**Problem**
How many lines of the records below contain the word "green"? Reply with the number alone.

Position annotation records
▼▼▼

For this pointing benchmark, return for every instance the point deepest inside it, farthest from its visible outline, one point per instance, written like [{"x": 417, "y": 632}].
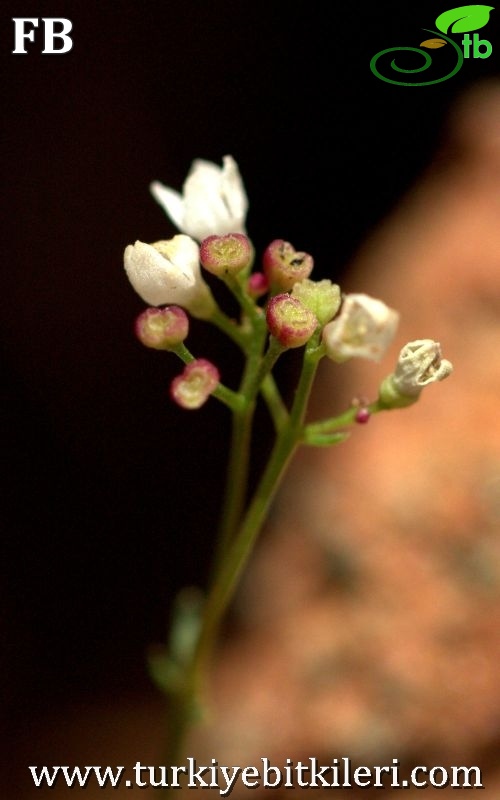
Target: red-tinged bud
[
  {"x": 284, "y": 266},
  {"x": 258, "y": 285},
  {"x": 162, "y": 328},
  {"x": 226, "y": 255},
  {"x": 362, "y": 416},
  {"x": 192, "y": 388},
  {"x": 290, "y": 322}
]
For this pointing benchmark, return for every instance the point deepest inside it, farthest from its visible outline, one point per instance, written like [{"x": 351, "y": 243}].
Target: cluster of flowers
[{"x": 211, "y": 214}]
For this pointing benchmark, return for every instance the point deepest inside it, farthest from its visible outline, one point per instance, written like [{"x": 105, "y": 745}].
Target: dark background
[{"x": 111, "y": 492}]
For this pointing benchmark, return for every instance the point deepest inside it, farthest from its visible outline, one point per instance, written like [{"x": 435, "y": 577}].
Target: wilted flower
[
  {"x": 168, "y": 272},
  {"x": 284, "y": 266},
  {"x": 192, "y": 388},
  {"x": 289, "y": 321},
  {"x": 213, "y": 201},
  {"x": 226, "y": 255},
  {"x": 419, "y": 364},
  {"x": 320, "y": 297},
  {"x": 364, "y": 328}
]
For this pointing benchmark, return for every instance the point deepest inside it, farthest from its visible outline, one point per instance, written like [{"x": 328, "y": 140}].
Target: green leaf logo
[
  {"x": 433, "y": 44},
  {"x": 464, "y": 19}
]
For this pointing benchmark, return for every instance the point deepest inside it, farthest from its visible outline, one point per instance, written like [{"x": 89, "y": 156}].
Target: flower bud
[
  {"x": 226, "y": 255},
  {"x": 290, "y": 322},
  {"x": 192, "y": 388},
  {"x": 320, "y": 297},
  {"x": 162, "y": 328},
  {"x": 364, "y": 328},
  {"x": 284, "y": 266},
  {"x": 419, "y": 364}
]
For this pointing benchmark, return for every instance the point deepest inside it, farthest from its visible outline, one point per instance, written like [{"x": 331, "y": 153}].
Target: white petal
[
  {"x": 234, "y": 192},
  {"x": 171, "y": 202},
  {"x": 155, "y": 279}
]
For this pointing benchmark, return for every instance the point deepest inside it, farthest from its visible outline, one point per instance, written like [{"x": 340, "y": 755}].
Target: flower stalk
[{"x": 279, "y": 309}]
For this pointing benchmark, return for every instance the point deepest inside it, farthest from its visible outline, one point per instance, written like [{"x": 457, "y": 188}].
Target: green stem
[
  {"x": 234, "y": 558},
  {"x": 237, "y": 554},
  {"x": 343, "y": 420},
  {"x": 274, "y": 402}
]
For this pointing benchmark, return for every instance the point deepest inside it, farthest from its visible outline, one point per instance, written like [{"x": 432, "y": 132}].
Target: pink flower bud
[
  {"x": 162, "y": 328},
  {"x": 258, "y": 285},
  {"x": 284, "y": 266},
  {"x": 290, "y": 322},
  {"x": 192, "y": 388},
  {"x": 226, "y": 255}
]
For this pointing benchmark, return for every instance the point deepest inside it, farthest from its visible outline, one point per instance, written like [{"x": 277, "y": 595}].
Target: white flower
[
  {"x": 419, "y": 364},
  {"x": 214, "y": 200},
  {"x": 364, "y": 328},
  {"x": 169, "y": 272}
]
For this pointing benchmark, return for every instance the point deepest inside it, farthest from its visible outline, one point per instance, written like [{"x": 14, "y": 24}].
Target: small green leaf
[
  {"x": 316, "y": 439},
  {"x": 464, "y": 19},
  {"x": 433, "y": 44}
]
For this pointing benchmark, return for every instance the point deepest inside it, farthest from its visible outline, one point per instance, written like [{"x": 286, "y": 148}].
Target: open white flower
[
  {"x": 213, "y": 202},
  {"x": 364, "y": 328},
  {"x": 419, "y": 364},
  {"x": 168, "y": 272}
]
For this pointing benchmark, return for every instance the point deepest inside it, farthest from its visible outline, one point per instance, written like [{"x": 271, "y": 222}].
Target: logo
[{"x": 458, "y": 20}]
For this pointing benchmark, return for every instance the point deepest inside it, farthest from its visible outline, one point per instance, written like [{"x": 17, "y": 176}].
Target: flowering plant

▲▲▲

**Solved problem**
3